任务要求
在下面这篇关于 Volleyball Match 的节选中,作者写出的 DP 递推式是什么?
---- 节选
*[hackerrank]Volleyball Match
https://www.hackerrank.com/contests/w1/challenges/volleyball-match
此题不错,首先可以看出是DP,S(x, y)= S(x - 1, y) + S(x, y - 1)。然后比赛结束状态需要认真判断。三来,最后数据量很大(接近10^9)远超一般DP的数据量,分配数组都不行,里面是有规律的。下面是大数据失败的代码:
#include <vector>
#include <iostream>
#include <cstdlib>
#include <cmath>
using namespace std;
vector<vector<int> > ma;
int MOD = 1000000007;
bool validEnd(int a, int b) {
// a >= b
if (a < 25)
return false;
if (a == 25) {
return ((a - b) >= 2);
}
else {
return ((a - b) == 2);
}
}
bool valid(int a, int b) {
// a >= b
if (a < 0 || b < 0)
return false;
if (a <= 25 && b <= 25)
--------
---- 所给清单
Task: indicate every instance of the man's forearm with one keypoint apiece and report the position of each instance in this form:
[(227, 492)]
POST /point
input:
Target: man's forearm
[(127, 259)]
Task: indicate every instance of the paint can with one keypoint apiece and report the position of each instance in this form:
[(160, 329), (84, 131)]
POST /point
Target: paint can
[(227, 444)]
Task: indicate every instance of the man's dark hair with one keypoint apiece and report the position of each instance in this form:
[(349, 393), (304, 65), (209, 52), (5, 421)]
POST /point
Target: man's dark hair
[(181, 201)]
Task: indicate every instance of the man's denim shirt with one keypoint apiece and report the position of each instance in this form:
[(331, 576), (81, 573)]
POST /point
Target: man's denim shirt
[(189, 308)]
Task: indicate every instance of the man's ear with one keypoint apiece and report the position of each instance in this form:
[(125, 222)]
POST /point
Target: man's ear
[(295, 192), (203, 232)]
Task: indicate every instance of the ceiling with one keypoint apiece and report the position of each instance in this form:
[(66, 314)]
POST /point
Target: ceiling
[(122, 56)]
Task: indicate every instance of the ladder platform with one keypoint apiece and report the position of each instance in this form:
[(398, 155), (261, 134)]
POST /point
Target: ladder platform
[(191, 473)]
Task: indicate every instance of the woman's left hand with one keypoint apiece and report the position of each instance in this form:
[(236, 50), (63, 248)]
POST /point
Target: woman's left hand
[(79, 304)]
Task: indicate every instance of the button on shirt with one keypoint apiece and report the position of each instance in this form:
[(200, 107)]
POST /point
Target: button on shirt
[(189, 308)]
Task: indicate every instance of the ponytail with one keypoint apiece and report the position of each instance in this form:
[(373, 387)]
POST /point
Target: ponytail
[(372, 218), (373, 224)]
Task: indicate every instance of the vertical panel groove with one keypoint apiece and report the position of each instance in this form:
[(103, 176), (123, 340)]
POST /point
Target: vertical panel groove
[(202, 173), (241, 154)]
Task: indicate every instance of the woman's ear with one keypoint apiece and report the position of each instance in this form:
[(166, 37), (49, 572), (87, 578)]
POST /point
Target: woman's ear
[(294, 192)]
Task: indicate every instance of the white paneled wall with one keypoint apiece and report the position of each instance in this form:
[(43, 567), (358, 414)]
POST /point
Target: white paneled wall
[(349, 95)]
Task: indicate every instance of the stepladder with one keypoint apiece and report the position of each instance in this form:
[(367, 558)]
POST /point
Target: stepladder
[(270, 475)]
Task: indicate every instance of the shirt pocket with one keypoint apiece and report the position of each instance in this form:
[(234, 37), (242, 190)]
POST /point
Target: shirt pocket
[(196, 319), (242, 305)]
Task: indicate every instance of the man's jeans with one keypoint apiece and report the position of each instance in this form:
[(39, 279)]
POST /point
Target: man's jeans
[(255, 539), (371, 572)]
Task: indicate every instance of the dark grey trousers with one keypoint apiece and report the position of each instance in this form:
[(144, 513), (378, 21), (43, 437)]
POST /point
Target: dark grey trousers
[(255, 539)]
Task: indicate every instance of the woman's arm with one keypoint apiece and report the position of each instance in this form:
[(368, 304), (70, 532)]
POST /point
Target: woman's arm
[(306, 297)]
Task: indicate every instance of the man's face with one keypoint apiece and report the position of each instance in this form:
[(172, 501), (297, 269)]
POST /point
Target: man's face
--------
输出结果
S(x, y)= S(x - 1, y) + S(x, y - 1)